É com algum arrepio que neste espectáculo voltamos a um teatro didáctico em que julgávamos já não acreditar. Ao mesmo tempo que amigos nossos falam de acabar uma fase épica nós abordamos (fora de tempo?) um teatro que se diz “épico”. E, juro, só escondido debaixo das ligaduras de um fantasma alguma vez me veio coragem para dizer: “Somos as únicas criaturas que nos sabemos em trânsito entre nascimento e morte e queremos ensinar cada uma das novas mentes”. Mas uma coisa é certa: não desistimos de querer “mudar o caos num mundo novo”. Queremos aprender “dia a dia coisas pequenas e coisas grandes, quando o pensamento como uma bandeira é desfraldado ao vento”. E já sabemos que é preciso sujar as mãos. Que só vivemos tocando na vida. Que só aprendemos se erramos. Tratamos o público como nos tratamos a nós. E se falamos em desafios ao público e porque também os fazemos a nós. Estamos a fazer-nos uma provocação no mais digno sentido da palavra, ao pôr em cena um teatro assim didáctico, um teatro político à antiga. Seremos ainda capazes de querer mudar alguma coisa? A nossa geração, a sua vontade de mudar o mundo, acabou? Como as pessoas das latas de conserva acima de tudo vivemos a dúvida ou a contradição e esbracejamos dia a dia com a velha máxima do “conhece-te a ti próprio” de que o monstro do nosso espectáculo fala. Acreditamos que o teatro é isso mesmo, que é uma reflexão. Já entrámos com certeza na escola mais adiantada em que se aprende o ódio mas talvez ainda não tenhamos aprendido, como o Soldado de vermelhos, negros e ignorantes que seremos obrigados a matar quem amamos. Nem como se faz.

## [Material extraído]
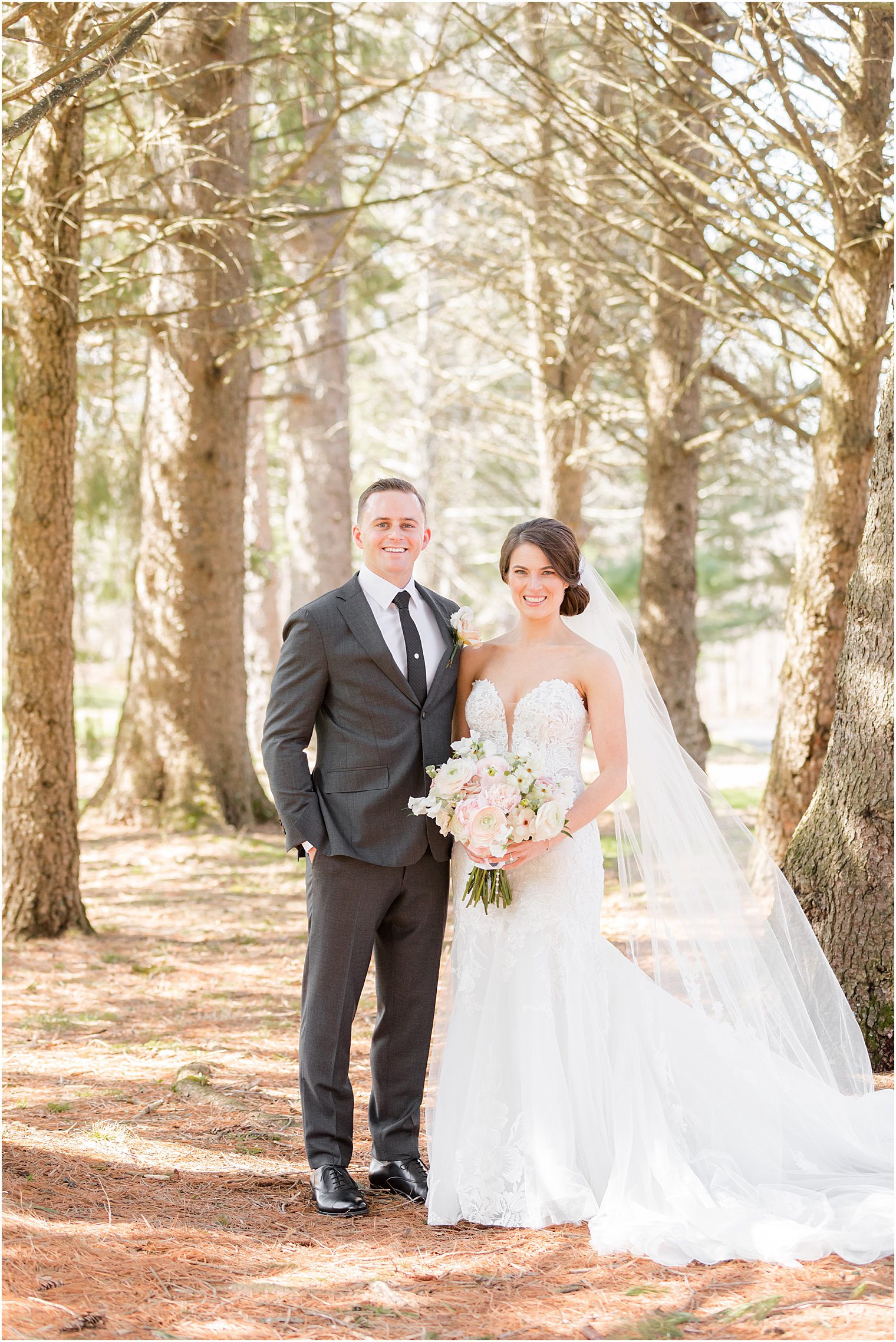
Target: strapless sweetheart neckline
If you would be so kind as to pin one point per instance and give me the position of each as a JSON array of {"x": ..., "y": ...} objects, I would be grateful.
[{"x": 512, "y": 720}]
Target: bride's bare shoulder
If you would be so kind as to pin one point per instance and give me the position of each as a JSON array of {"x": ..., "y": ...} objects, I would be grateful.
[{"x": 596, "y": 667}]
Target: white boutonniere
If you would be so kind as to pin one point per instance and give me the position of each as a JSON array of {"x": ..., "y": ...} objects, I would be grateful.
[{"x": 465, "y": 631}]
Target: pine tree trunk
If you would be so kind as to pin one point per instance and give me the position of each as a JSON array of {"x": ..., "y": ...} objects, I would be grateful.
[
  {"x": 562, "y": 347},
  {"x": 41, "y": 796},
  {"x": 262, "y": 614},
  {"x": 668, "y": 584},
  {"x": 844, "y": 443},
  {"x": 182, "y": 752},
  {"x": 840, "y": 859},
  {"x": 319, "y": 474}
]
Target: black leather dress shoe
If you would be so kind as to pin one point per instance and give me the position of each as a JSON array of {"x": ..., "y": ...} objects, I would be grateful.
[
  {"x": 407, "y": 1176},
  {"x": 336, "y": 1192}
]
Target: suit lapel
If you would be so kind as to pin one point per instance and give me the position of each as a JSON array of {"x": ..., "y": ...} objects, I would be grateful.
[
  {"x": 360, "y": 619},
  {"x": 444, "y": 624}
]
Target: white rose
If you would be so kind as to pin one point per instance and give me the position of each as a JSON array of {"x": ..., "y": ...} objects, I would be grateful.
[
  {"x": 551, "y": 820},
  {"x": 523, "y": 825},
  {"x": 454, "y": 777}
]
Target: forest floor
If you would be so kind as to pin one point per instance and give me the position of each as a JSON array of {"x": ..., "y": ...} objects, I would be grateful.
[{"x": 140, "y": 1211}]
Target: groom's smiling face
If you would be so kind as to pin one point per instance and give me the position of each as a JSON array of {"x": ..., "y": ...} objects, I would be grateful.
[{"x": 392, "y": 533}]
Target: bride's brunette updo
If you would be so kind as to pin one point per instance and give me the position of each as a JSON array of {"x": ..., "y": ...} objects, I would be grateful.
[{"x": 556, "y": 540}]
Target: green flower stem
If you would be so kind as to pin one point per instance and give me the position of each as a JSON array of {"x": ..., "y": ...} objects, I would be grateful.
[{"x": 487, "y": 888}]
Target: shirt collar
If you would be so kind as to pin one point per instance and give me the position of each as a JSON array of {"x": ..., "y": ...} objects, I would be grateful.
[{"x": 381, "y": 591}]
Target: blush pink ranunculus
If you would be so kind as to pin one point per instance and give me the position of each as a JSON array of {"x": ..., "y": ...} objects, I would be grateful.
[
  {"x": 502, "y": 795},
  {"x": 489, "y": 831}
]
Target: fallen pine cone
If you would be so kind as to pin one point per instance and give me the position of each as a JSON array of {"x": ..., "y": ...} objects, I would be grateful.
[{"x": 84, "y": 1321}]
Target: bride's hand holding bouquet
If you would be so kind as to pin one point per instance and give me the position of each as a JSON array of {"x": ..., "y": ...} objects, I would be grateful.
[{"x": 500, "y": 807}]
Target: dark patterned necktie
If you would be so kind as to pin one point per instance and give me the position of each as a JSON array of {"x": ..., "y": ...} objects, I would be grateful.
[{"x": 413, "y": 647}]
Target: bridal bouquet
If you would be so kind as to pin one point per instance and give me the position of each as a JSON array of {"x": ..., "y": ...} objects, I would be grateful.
[{"x": 487, "y": 800}]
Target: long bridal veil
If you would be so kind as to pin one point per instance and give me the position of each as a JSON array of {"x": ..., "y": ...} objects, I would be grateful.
[{"x": 710, "y": 916}]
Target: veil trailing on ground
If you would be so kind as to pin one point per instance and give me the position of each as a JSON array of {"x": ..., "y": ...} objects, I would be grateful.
[{"x": 711, "y": 918}]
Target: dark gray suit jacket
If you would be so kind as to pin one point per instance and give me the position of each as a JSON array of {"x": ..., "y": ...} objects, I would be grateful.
[{"x": 374, "y": 737}]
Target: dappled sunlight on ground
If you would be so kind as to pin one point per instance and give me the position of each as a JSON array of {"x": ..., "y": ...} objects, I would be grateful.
[{"x": 137, "y": 1211}]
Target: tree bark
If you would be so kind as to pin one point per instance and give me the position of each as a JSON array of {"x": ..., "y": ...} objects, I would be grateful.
[
  {"x": 182, "y": 752},
  {"x": 668, "y": 583},
  {"x": 844, "y": 443},
  {"x": 561, "y": 327},
  {"x": 41, "y": 796},
  {"x": 840, "y": 859},
  {"x": 263, "y": 623},
  {"x": 317, "y": 418}
]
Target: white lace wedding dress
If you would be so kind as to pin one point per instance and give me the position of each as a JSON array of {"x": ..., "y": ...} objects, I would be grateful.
[{"x": 569, "y": 1087}]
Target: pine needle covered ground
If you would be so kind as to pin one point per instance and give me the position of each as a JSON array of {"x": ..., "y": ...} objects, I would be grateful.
[{"x": 154, "y": 1175}]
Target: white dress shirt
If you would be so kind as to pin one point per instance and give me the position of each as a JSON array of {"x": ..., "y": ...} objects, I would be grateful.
[{"x": 380, "y": 595}]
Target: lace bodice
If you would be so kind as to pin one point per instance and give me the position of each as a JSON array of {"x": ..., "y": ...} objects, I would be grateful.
[{"x": 552, "y": 718}]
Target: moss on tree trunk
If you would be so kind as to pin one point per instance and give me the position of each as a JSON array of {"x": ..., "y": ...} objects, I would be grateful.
[
  {"x": 182, "y": 752},
  {"x": 840, "y": 859},
  {"x": 844, "y": 444},
  {"x": 41, "y": 797}
]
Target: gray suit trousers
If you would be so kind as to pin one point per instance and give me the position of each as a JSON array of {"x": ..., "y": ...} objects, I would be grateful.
[{"x": 397, "y": 914}]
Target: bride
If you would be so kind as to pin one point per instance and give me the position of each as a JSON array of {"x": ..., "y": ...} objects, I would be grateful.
[{"x": 707, "y": 1096}]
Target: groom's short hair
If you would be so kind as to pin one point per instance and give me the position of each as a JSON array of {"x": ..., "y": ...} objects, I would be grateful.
[{"x": 391, "y": 482}]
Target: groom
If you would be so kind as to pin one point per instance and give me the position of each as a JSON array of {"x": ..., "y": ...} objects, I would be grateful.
[{"x": 368, "y": 667}]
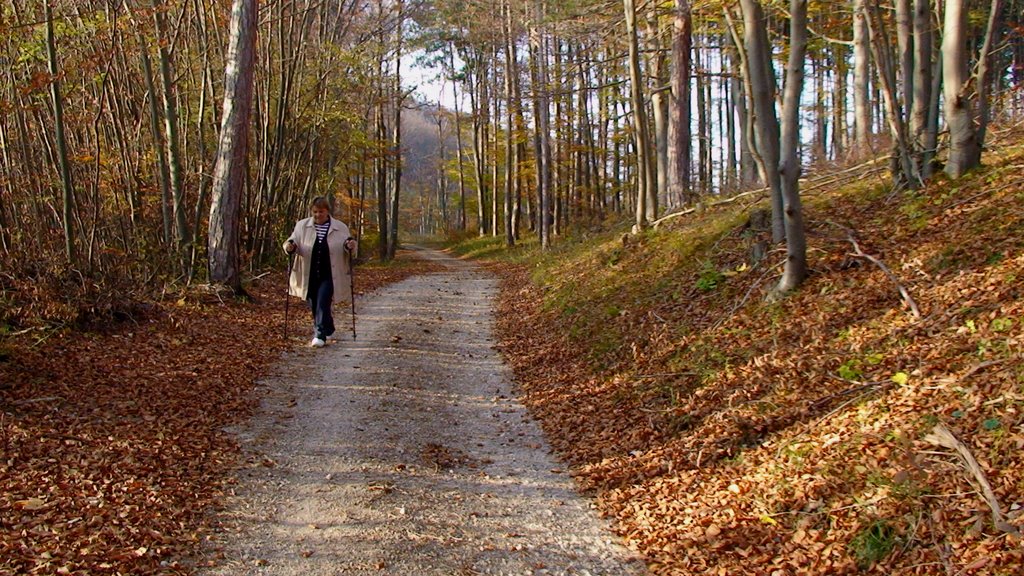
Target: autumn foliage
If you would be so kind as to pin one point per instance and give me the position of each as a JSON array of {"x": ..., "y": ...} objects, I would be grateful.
[
  {"x": 113, "y": 442},
  {"x": 727, "y": 435}
]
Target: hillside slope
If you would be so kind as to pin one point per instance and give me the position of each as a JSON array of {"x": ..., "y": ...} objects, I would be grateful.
[{"x": 730, "y": 436}]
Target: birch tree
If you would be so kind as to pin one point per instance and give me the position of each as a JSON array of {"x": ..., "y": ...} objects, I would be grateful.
[{"x": 232, "y": 149}]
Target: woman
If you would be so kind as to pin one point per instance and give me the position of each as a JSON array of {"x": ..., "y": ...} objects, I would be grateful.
[{"x": 322, "y": 266}]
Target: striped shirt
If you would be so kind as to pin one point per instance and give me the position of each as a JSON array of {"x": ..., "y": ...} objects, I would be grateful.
[{"x": 322, "y": 230}]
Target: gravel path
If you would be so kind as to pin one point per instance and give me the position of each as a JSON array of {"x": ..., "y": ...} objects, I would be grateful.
[{"x": 406, "y": 452}]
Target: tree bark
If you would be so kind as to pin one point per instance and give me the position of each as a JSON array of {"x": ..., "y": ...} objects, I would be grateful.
[
  {"x": 645, "y": 167},
  {"x": 796, "y": 243},
  {"x": 965, "y": 150},
  {"x": 68, "y": 198},
  {"x": 679, "y": 105},
  {"x": 861, "y": 77},
  {"x": 761, "y": 78},
  {"x": 229, "y": 171}
]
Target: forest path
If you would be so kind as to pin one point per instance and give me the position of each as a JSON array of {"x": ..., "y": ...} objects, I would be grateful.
[{"x": 406, "y": 452}]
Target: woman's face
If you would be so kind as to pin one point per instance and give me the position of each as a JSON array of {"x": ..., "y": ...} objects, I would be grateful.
[{"x": 321, "y": 215}]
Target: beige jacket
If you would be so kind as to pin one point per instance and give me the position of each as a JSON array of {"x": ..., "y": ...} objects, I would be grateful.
[{"x": 304, "y": 236}]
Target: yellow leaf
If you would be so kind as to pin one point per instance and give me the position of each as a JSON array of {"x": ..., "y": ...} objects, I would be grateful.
[{"x": 30, "y": 504}]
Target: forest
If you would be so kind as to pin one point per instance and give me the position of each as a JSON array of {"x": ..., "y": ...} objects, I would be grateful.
[
  {"x": 120, "y": 124},
  {"x": 156, "y": 154}
]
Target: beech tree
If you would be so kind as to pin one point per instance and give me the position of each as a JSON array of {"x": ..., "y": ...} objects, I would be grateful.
[{"x": 229, "y": 170}]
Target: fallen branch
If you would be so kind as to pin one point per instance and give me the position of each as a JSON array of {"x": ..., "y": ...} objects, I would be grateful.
[
  {"x": 858, "y": 253},
  {"x": 941, "y": 436}
]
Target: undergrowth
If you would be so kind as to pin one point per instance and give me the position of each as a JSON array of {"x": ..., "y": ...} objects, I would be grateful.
[{"x": 721, "y": 429}]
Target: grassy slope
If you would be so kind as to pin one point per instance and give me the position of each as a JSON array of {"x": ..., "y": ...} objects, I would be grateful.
[{"x": 726, "y": 435}]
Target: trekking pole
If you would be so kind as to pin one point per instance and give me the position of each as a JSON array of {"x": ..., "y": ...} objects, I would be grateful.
[
  {"x": 288, "y": 290},
  {"x": 351, "y": 288}
]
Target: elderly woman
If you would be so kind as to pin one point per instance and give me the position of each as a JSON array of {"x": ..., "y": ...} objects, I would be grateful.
[{"x": 321, "y": 269}]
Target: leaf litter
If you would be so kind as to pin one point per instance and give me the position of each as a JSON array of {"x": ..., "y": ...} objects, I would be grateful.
[
  {"x": 729, "y": 436},
  {"x": 113, "y": 445}
]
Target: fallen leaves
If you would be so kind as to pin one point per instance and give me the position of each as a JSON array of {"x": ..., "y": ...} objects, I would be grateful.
[
  {"x": 113, "y": 446},
  {"x": 767, "y": 442}
]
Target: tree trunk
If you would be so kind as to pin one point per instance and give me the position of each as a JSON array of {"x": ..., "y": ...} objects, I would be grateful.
[
  {"x": 762, "y": 85},
  {"x": 659, "y": 111},
  {"x": 861, "y": 78},
  {"x": 68, "y": 199},
  {"x": 174, "y": 162},
  {"x": 796, "y": 243},
  {"x": 922, "y": 86},
  {"x": 229, "y": 171},
  {"x": 392, "y": 244},
  {"x": 458, "y": 138},
  {"x": 965, "y": 150},
  {"x": 645, "y": 161},
  {"x": 511, "y": 103}
]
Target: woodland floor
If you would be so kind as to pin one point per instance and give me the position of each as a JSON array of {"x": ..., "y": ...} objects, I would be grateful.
[{"x": 402, "y": 452}]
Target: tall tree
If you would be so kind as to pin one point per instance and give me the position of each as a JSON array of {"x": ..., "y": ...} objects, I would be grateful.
[
  {"x": 645, "y": 157},
  {"x": 761, "y": 82},
  {"x": 796, "y": 243},
  {"x": 56, "y": 98},
  {"x": 965, "y": 149},
  {"x": 232, "y": 149}
]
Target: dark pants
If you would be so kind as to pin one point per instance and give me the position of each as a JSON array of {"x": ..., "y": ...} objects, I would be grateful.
[{"x": 321, "y": 296}]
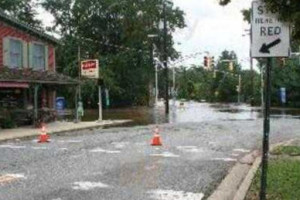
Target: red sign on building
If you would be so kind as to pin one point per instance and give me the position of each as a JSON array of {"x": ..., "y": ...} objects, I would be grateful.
[{"x": 90, "y": 69}]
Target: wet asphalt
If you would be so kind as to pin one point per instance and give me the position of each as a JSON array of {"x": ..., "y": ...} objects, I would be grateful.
[{"x": 120, "y": 163}]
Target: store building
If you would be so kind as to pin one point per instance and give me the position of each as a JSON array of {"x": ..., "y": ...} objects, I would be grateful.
[{"x": 28, "y": 78}]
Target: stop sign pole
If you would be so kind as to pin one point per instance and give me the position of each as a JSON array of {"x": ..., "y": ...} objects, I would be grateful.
[{"x": 270, "y": 39}]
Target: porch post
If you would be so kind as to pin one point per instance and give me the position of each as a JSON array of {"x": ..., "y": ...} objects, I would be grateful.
[{"x": 35, "y": 109}]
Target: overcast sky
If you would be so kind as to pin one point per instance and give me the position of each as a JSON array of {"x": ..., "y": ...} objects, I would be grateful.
[
  {"x": 210, "y": 27},
  {"x": 213, "y": 28}
]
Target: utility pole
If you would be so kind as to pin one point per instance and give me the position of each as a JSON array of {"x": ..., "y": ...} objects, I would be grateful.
[
  {"x": 240, "y": 88},
  {"x": 79, "y": 71},
  {"x": 166, "y": 59},
  {"x": 252, "y": 72}
]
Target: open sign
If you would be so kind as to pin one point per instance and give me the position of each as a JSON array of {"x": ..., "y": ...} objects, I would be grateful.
[{"x": 90, "y": 69}]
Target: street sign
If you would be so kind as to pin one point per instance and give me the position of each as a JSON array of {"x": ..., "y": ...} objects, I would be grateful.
[
  {"x": 270, "y": 37},
  {"x": 90, "y": 69},
  {"x": 283, "y": 95}
]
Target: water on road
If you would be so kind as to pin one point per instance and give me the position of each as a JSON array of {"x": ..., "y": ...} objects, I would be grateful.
[{"x": 201, "y": 143}]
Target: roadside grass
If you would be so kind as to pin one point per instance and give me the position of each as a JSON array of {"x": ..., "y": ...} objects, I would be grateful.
[
  {"x": 286, "y": 150},
  {"x": 283, "y": 181}
]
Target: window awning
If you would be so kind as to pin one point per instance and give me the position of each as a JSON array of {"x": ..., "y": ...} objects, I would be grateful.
[{"x": 13, "y": 85}]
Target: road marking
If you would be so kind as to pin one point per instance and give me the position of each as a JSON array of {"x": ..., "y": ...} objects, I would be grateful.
[
  {"x": 70, "y": 141},
  {"x": 190, "y": 149},
  {"x": 226, "y": 159},
  {"x": 8, "y": 178},
  {"x": 242, "y": 150},
  {"x": 166, "y": 155},
  {"x": 173, "y": 195},
  {"x": 12, "y": 147},
  {"x": 99, "y": 150},
  {"x": 39, "y": 148},
  {"x": 88, "y": 185},
  {"x": 120, "y": 145}
]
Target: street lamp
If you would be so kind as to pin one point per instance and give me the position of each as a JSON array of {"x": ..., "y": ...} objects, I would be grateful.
[{"x": 152, "y": 47}]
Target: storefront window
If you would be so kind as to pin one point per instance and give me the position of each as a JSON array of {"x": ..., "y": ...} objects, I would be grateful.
[
  {"x": 39, "y": 56},
  {"x": 11, "y": 98},
  {"x": 16, "y": 52}
]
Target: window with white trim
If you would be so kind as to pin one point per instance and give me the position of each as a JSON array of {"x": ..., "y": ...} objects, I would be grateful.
[
  {"x": 38, "y": 57},
  {"x": 15, "y": 53}
]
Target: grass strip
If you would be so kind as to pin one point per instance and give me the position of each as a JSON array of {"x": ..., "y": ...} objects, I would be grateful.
[{"x": 283, "y": 181}]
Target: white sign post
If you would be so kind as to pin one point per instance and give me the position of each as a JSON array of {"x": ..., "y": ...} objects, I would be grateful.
[{"x": 270, "y": 37}]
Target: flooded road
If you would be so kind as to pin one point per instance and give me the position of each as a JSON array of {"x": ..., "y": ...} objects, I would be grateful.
[
  {"x": 201, "y": 144},
  {"x": 189, "y": 112}
]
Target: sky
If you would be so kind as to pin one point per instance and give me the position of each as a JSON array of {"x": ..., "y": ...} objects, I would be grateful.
[
  {"x": 213, "y": 28},
  {"x": 210, "y": 28}
]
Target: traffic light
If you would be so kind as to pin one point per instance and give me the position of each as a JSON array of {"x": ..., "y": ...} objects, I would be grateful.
[
  {"x": 231, "y": 66},
  {"x": 213, "y": 62},
  {"x": 205, "y": 61},
  {"x": 282, "y": 62}
]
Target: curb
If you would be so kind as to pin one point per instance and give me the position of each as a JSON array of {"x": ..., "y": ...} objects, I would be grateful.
[
  {"x": 236, "y": 184},
  {"x": 244, "y": 188}
]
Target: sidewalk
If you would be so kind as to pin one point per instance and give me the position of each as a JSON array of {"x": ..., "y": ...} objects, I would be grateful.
[{"x": 55, "y": 128}]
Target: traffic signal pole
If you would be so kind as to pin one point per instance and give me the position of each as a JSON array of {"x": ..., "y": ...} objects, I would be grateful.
[
  {"x": 266, "y": 130},
  {"x": 166, "y": 60}
]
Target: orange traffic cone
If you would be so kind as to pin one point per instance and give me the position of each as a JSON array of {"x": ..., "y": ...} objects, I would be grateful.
[
  {"x": 156, "y": 141},
  {"x": 44, "y": 137}
]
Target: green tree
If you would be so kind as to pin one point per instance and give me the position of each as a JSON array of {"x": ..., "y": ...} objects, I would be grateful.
[{"x": 116, "y": 33}]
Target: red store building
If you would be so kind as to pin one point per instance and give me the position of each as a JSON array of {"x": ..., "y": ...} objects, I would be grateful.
[{"x": 28, "y": 78}]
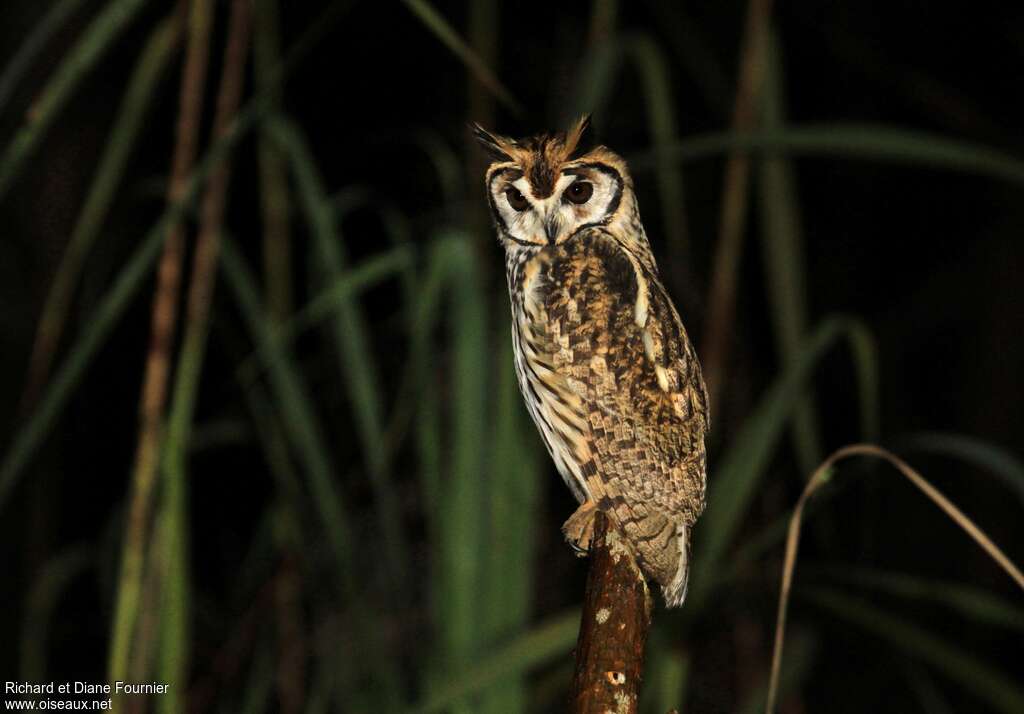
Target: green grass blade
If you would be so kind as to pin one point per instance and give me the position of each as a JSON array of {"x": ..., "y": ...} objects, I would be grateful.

## [Tarefa]
Responda a estas perguntas sobre o texto acerca do teatro didáctico:
1. De que falam os amigos referidos no início do texto?
2. Que velha máxima é atribuída ao monstro do espectáculo?
3. Em que escola se afirma que já se entrou com certeza?

## [Resposta completa]
1. Falam de acabar uma fase épica.
2. A máxima «conhece-te a ti próprio».
3. Na escola mais adiantada em que se aprende o ódio.